■ Prompt ■
Copy out all of the data below, line for line, with no changes.
**********
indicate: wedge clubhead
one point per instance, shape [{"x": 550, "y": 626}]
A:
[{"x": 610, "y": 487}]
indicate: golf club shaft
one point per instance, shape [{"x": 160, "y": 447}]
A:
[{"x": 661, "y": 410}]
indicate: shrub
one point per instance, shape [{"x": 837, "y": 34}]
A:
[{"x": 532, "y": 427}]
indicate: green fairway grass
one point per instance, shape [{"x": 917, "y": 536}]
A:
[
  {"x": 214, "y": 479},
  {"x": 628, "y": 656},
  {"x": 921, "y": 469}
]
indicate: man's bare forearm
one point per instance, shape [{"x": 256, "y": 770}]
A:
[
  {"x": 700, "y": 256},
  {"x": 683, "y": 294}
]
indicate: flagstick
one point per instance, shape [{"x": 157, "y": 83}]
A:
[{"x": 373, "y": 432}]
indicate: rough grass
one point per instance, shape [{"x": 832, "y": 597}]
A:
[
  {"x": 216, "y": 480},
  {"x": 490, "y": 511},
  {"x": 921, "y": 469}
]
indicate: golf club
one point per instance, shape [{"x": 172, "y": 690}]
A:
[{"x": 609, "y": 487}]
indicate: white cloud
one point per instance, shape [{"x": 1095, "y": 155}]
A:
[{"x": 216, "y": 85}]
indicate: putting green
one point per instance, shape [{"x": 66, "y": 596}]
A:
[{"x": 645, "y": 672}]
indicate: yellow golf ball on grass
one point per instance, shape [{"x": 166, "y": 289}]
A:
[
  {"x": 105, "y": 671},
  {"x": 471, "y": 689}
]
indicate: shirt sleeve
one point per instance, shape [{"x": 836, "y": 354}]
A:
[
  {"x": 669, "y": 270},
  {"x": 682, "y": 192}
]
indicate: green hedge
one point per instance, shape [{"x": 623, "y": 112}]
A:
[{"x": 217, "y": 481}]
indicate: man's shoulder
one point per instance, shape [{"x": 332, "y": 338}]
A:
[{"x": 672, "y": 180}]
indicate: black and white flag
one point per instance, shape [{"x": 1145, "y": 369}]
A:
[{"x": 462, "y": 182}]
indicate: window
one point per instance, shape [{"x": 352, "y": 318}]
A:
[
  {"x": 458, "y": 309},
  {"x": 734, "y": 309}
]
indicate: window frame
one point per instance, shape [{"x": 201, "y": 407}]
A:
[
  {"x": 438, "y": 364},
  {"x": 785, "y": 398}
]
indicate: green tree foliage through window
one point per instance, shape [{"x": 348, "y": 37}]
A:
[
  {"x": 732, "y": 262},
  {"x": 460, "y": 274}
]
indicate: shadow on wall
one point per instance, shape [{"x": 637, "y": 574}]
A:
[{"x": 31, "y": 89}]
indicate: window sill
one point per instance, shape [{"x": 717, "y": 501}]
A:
**********
■ Correct output ■
indicate: wedge clubhead
one point per instance, shape [{"x": 550, "y": 626}]
A:
[{"x": 610, "y": 487}]
indicate: golf club shaft
one point per instance, shape [{"x": 160, "y": 447}]
A:
[{"x": 661, "y": 410}]
indicate: shrub
one point per instance, shape [{"x": 837, "y": 34}]
A:
[{"x": 532, "y": 427}]
indicate: green fairway grass
one point per instance, shape [{"x": 917, "y": 536}]
A:
[
  {"x": 214, "y": 479},
  {"x": 628, "y": 656},
  {"x": 921, "y": 469}
]
indicate: man's bare forearm
one point per instance, shape [{"x": 256, "y": 770}]
A:
[
  {"x": 700, "y": 256},
  {"x": 683, "y": 294}
]
indicate: flagstick
one point per instance, shape [{"x": 157, "y": 83}]
A:
[{"x": 373, "y": 432}]
indicate: rough grass
one point per instance, shape [{"x": 832, "y": 597}]
A:
[
  {"x": 216, "y": 480},
  {"x": 490, "y": 511},
  {"x": 921, "y": 469}
]
indicate: golf club
one point per instance, shape [{"x": 172, "y": 690}]
A:
[{"x": 609, "y": 487}]
indicate: white cloud
one point per instance, shape [{"x": 1095, "y": 155}]
A:
[{"x": 216, "y": 85}]
indicate: putting green
one point per instance, shape [{"x": 66, "y": 596}]
A:
[{"x": 645, "y": 672}]
indicate: yellow golf ball on grass
one point per instance, shape [{"x": 166, "y": 289}]
A:
[
  {"x": 105, "y": 671},
  {"x": 471, "y": 689}
]
indicate: shirt sleeve
one point per instance, shape [{"x": 836, "y": 354}]
A:
[
  {"x": 669, "y": 270},
  {"x": 682, "y": 192}
]
indicate: green hedge
one point per instance, shape [{"x": 623, "y": 112}]
A:
[{"x": 217, "y": 481}]
indicate: man's shoulder
one point per instance, shape [{"x": 332, "y": 338}]
A:
[{"x": 672, "y": 180}]
indicate: black and white flag
one point per instance, shape [{"x": 1145, "y": 369}]
A:
[{"x": 462, "y": 182}]
indicate: window
one point per instance, shape [{"x": 352, "y": 318}]
A:
[
  {"x": 458, "y": 309},
  {"x": 734, "y": 309}
]
indicate: window frame
one point per instance, shape [{"x": 201, "y": 407}]
A:
[
  {"x": 438, "y": 364},
  {"x": 785, "y": 398}
]
indicate: green tree foliage through window
one point per instance, shape [{"x": 348, "y": 37}]
A:
[
  {"x": 732, "y": 262},
  {"x": 460, "y": 274}
]
indicate: shadow on wall
one point per instance, shape [{"x": 637, "y": 574}]
A:
[{"x": 31, "y": 89}]
indicate: window sill
one point per instance, shape [{"x": 717, "y": 501}]
A:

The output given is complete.